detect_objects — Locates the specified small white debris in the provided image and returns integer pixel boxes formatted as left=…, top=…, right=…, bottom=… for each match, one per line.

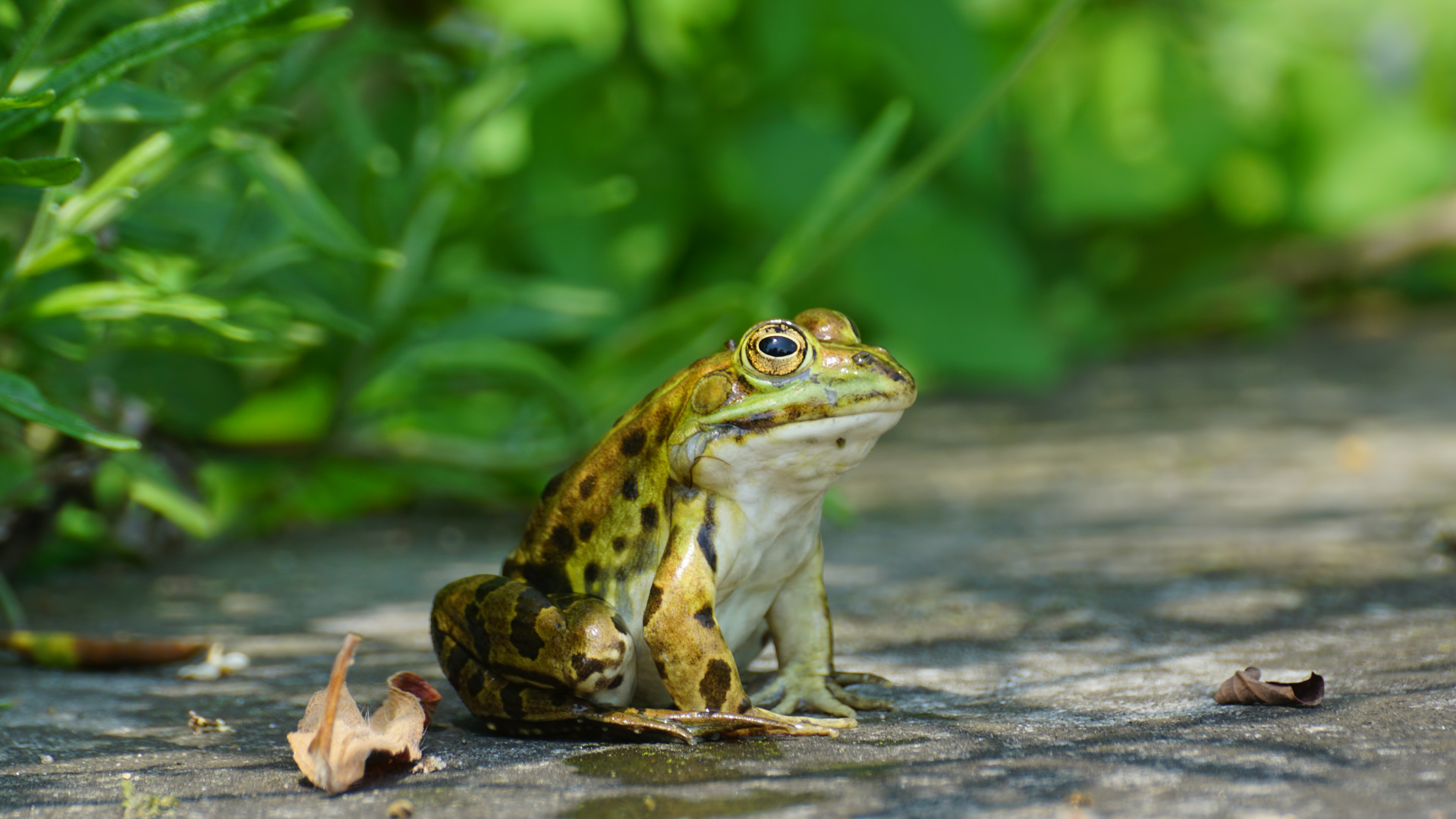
left=187, top=711, right=233, bottom=733
left=178, top=643, right=249, bottom=681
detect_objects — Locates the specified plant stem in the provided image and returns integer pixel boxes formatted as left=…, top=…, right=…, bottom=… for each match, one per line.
left=0, top=0, right=65, bottom=96
left=0, top=575, right=25, bottom=632
left=800, top=0, right=1083, bottom=275
left=13, top=105, right=80, bottom=279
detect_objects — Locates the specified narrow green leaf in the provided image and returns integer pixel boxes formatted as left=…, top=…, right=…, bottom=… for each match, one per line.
left=0, top=157, right=81, bottom=187
left=0, top=369, right=141, bottom=450
left=14, top=234, right=96, bottom=278
left=131, top=477, right=219, bottom=538
left=374, top=184, right=454, bottom=328
left=759, top=99, right=910, bottom=293
left=0, top=89, right=55, bottom=111
left=288, top=6, right=354, bottom=33
left=32, top=282, right=227, bottom=322
left=0, top=0, right=65, bottom=96
left=212, top=128, right=404, bottom=268
left=0, top=0, right=290, bottom=141
left=77, top=80, right=204, bottom=122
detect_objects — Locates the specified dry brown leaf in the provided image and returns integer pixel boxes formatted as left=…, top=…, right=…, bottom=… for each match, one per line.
left=288, top=634, right=440, bottom=792
left=1213, top=665, right=1325, bottom=708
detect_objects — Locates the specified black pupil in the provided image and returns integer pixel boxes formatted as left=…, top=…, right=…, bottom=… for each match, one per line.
left=759, top=336, right=800, bottom=358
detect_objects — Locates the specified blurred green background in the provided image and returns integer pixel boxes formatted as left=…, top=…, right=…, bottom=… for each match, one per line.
left=0, top=0, right=1456, bottom=572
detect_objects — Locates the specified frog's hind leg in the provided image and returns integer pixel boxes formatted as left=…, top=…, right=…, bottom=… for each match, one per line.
left=429, top=575, right=693, bottom=742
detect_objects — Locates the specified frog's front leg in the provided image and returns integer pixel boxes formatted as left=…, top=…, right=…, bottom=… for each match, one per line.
left=642, top=488, right=854, bottom=736
left=754, top=540, right=892, bottom=717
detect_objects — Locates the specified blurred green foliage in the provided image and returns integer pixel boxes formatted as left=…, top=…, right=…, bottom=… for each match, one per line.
left=0, top=0, right=1456, bottom=564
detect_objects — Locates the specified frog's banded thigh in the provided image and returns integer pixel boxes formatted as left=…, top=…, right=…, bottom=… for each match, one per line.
left=429, top=575, right=637, bottom=704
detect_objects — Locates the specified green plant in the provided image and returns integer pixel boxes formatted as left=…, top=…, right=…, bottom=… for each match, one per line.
left=0, top=0, right=1456, bottom=576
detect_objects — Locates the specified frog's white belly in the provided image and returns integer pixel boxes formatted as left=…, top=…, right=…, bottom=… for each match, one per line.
left=634, top=410, right=901, bottom=707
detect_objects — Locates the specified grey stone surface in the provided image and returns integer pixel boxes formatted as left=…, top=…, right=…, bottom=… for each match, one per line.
left=0, top=320, right=1456, bottom=819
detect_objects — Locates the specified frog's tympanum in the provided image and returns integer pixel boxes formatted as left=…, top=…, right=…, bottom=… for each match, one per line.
left=431, top=310, right=916, bottom=742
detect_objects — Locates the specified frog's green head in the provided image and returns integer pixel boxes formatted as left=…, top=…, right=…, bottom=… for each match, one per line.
left=671, top=309, right=916, bottom=483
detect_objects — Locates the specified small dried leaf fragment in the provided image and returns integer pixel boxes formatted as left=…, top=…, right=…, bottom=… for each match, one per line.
left=288, top=634, right=440, bottom=792
left=1213, top=667, right=1325, bottom=708
left=0, top=632, right=206, bottom=669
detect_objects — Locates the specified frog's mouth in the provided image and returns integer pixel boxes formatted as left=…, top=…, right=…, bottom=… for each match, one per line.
left=668, top=401, right=908, bottom=493
left=705, top=388, right=916, bottom=432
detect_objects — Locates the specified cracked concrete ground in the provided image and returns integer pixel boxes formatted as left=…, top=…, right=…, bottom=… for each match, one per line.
left=0, top=315, right=1456, bottom=819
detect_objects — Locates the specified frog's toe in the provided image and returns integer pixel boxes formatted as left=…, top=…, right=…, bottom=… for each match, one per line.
left=772, top=676, right=854, bottom=717
left=835, top=670, right=892, bottom=688
left=824, top=673, right=895, bottom=711
left=590, top=708, right=699, bottom=745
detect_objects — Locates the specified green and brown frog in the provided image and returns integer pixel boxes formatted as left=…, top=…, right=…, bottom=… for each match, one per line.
left=431, top=309, right=916, bottom=742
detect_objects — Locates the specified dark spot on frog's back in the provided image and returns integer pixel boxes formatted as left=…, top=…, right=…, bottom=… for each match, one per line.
left=642, top=583, right=662, bottom=626
left=550, top=524, right=577, bottom=557
left=511, top=601, right=546, bottom=661
left=475, top=575, right=511, bottom=602
left=501, top=682, right=526, bottom=720
left=693, top=602, right=713, bottom=629
left=621, top=429, right=646, bottom=458
left=697, top=661, right=732, bottom=711
left=697, top=497, right=718, bottom=572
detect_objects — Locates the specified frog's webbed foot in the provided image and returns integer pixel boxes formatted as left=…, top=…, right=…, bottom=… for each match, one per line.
left=618, top=708, right=859, bottom=740
left=750, top=672, right=895, bottom=717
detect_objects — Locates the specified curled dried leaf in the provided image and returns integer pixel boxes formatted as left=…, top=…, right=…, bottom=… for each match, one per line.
left=1213, top=667, right=1325, bottom=708
left=288, top=634, right=440, bottom=792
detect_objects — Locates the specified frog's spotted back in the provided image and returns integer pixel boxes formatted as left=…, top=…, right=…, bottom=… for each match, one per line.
left=431, top=310, right=916, bottom=739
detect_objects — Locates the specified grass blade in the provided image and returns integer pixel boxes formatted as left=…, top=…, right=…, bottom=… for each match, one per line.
left=0, top=369, right=141, bottom=450
left=0, top=0, right=290, bottom=141
left=212, top=130, right=404, bottom=268
left=0, top=89, right=55, bottom=111
left=0, top=157, right=81, bottom=187
left=0, top=0, right=65, bottom=96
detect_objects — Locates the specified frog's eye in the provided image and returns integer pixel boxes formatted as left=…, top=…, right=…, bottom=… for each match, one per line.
left=743, top=323, right=808, bottom=375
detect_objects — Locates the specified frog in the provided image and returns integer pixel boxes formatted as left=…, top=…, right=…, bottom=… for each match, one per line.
left=429, top=309, right=916, bottom=743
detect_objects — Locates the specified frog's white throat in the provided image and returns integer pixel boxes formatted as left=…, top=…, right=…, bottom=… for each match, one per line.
left=674, top=410, right=903, bottom=507
left=678, top=410, right=903, bottom=596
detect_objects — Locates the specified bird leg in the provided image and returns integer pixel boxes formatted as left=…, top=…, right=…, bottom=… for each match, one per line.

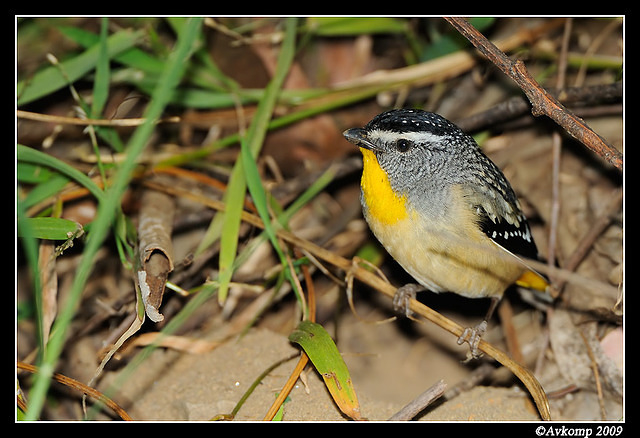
left=458, top=297, right=500, bottom=362
left=393, top=283, right=425, bottom=318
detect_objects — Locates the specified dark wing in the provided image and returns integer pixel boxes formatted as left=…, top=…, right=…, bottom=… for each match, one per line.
──────────────────────────────
**YOUR INSTRUCTIONS**
Extract every line above verbatim, in the same order, and leave out the pictures.

**ANSWER TO THE EXERCISE**
detect_objects — Locates the specified small white debris in the provided image and returns integer pixel boxes formatted as left=…, top=…, right=…, bottom=… for each match, one per line.

left=187, top=711, right=233, bottom=733
left=178, top=643, right=249, bottom=681
detect_objects — Locates the specified plant stem in the provided image and returns integer pixel boxes formatted as left=…, top=…, right=…, bottom=… for each match, one per line.
left=0, top=0, right=65, bottom=96
left=0, top=575, right=25, bottom=632
left=800, top=0, right=1083, bottom=275
left=13, top=105, right=80, bottom=279
detect_objects — Locates the specified narrow green leaf in the provided image and returns integer pixel boxes formatted as left=…, top=…, right=…, bottom=… for each match, one per line.
left=0, top=157, right=81, bottom=187
left=0, top=369, right=141, bottom=450
left=14, top=234, right=96, bottom=278
left=131, top=477, right=219, bottom=538
left=374, top=184, right=454, bottom=328
left=759, top=99, right=910, bottom=293
left=0, top=89, right=55, bottom=111
left=288, top=6, right=354, bottom=33
left=32, top=282, right=227, bottom=322
left=0, top=0, right=65, bottom=96
left=212, top=128, right=404, bottom=268
left=0, top=0, right=290, bottom=141
left=77, top=80, right=204, bottom=122
detect_objects — Locates the specified dry brown leaf in the provided image and returns integer pixel boxes formatted as left=…, top=…, right=…, bottom=… for each match, one per line.
left=288, top=634, right=440, bottom=792
left=1213, top=665, right=1325, bottom=708
detect_objects — Locates the specified black pupil in the provided image and returns integer pixel boxes formatted as left=…, top=…, right=…, bottom=… for each match, one per line.
left=759, top=336, right=800, bottom=358
detect_objects — Locates the specified blurred green background in the provided image and returns integer pixel boxes formatted as left=…, top=…, right=…, bottom=… for each match, one per line.
left=0, top=0, right=1456, bottom=572
detect_objects — Locates the specified frog's hind leg in the provided image and returns integer pixel boxes formatted as left=…, top=…, right=…, bottom=… for each match, one per line.
left=429, top=575, right=693, bottom=742
detect_objects — Locates the specified frog's front leg in the provided image and returns integer pixel boxes formatted as left=…, top=…, right=…, bottom=… for each match, one per line.
left=642, top=488, right=854, bottom=736
left=754, top=540, right=892, bottom=717
detect_objects — Locates the specified blurred green foliage in the provided image and returns integer pixel boxes formatted as left=…, top=…, right=…, bottom=… for each match, one per line.
left=0, top=0, right=1456, bottom=564
detect_objects — Locates the specified frog's banded thigh in the provided image and returns integer pixel boxes formatted as left=…, top=…, right=…, bottom=… for each match, one per line.
left=429, top=575, right=637, bottom=704
detect_objects — Locates the specified green plant in the provided image and returns integer pixel boxes formatted as left=…, top=…, right=…, bottom=… for each match, one per line.
left=0, top=0, right=1456, bottom=576
detect_objects — Locates the specified frog's white belly in the provided image and returns integer pixel boxes formatted as left=…, top=…, right=…, bottom=… for each match, one per line.
left=634, top=410, right=901, bottom=707
detect_objects — Locates the specified grey stone surface in the provided image and returns integer pixel boxes formatted as left=…, top=…, right=…, bottom=… for each match, one per line.
left=0, top=320, right=1456, bottom=819
detect_objects — Locates the specified frog's tympanum in the provided image and returns integer pixel boxes formatted as left=…, top=…, right=…, bottom=… for each match, one per line.
left=431, top=310, right=916, bottom=742
detect_objects — Locates the specified frog's green head in the provided image and returns integer pixel boxes formatted as left=…, top=…, right=…, bottom=… for each match, one per line.
left=671, top=309, right=916, bottom=483
detect_objects — Locates the specified small dried leaf fragment in the provided image and returns integer pixel boxes formatted as left=…, top=…, right=…, bottom=… for each match, one per line.
left=288, top=634, right=440, bottom=792
left=1213, top=667, right=1325, bottom=708
left=0, top=632, right=206, bottom=669
detect_objects — Locates the specified frog's mouth in the provided image and returns integer pixel boxes formatted as left=…, top=…, right=…, bottom=… for each match, one per line.
left=668, top=401, right=908, bottom=493
left=705, top=388, right=916, bottom=432
detect_objects — Locates the specified cracked concrete ground in the provided image and returns integer pixel boxes formatted as left=…, top=…, right=…, bottom=… for each match, one per line.
left=0, top=315, right=1456, bottom=819
detect_objects — Locates the specified frog's toe in the provided image and returns integer pixel boxes formatted as left=…, top=…, right=…, bottom=… for each match, one per line.
left=772, top=676, right=854, bottom=717
left=835, top=670, right=892, bottom=688
left=824, top=673, right=895, bottom=711
left=590, top=708, right=699, bottom=745
detect_objects — Locates the specified green and brown frog in the provided image and returns integer pixel boxes formatted as left=…, top=…, right=…, bottom=… for each match, one per line.
left=431, top=309, right=916, bottom=742
detect_objects — Locates the specified dark spot on frog's back in the provided image and returns integer pixel boxes formatted as left=…, top=…, right=…, bottom=… for each match, one per line.
left=642, top=583, right=662, bottom=626
left=550, top=524, right=577, bottom=557
left=511, top=601, right=546, bottom=661
left=475, top=575, right=511, bottom=602
left=501, top=682, right=526, bottom=720
left=693, top=602, right=713, bottom=629
left=621, top=429, right=646, bottom=458
left=697, top=661, right=732, bottom=711
left=697, top=497, right=718, bottom=572
detect_objects — Locates the specified frog's webbed foot in the provided image and returns integer pixel boxes formatted as left=…, top=…, right=…, bottom=… for each match, one per line.
left=618, top=708, right=859, bottom=740
left=750, top=672, right=895, bottom=717
detect_objects — Locates the specified curled dried leaf in the provided image and returns integer pixel boxes formatted as left=…, top=…, right=…, bottom=… for each match, one per line.
left=1213, top=667, right=1325, bottom=708
left=288, top=634, right=440, bottom=792
detect_objects — Locates the specified frog's spotted back in the provided image and returns integer pixel boxes formatted as left=…, top=…, right=…, bottom=… for each match, one per line.
left=431, top=310, right=916, bottom=739
detect_objects — Locates the specified grass blade in the provided image and returns integer pixel boxes formatted as left=…, top=…, right=…, bottom=… for each match, one per line.
left=0, top=369, right=141, bottom=450
left=0, top=0, right=290, bottom=141
left=212, top=130, right=404, bottom=268
left=0, top=89, right=55, bottom=111
left=0, top=157, right=81, bottom=187
left=0, top=0, right=65, bottom=96
detect_objects — Locates the specified frog's eye in the provided image and returns integer pixel boxes formatted as left=…, top=…, right=…, bottom=… for each match, one per line.
left=743, top=323, right=808, bottom=375
detect_objects — Locates the specified frog in the provided image and returns integer pixel boxes formatted as left=…, top=…, right=…, bottom=… for each match, one per line.
left=429, top=309, right=916, bottom=743
detect_objects — Locates the specified frog's white throat in the provided image and returns integer pixel boxes formatted as left=…, top=…, right=…, bottom=… for each match, one per line.
left=674, top=410, right=903, bottom=507
left=678, top=410, right=903, bottom=596
detect_objects — Locates the specified bird leg in the provided image and returns integer pixel boxes formatted as left=…, top=…, right=…, bottom=… for each match, one per line.

left=458, top=297, right=500, bottom=362
left=393, top=283, right=425, bottom=318
detect_objects — Locates the specified dark wing in the provided image and returns integer pixel boxes formatted as left=…, top=…, right=…, bottom=… for each match, one per line.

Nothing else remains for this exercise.